All of the records are to be copied out exactly, with nothing left out.

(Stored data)
[Start of Attachment]
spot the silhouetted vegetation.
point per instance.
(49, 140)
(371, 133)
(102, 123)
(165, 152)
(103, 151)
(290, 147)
[End of Attachment]
#### ANSWER TO THE EXERCISE
spot the silhouetted vegetation.
point per instance.
(49, 140)
(371, 133)
(102, 123)
(165, 152)
(103, 151)
(290, 147)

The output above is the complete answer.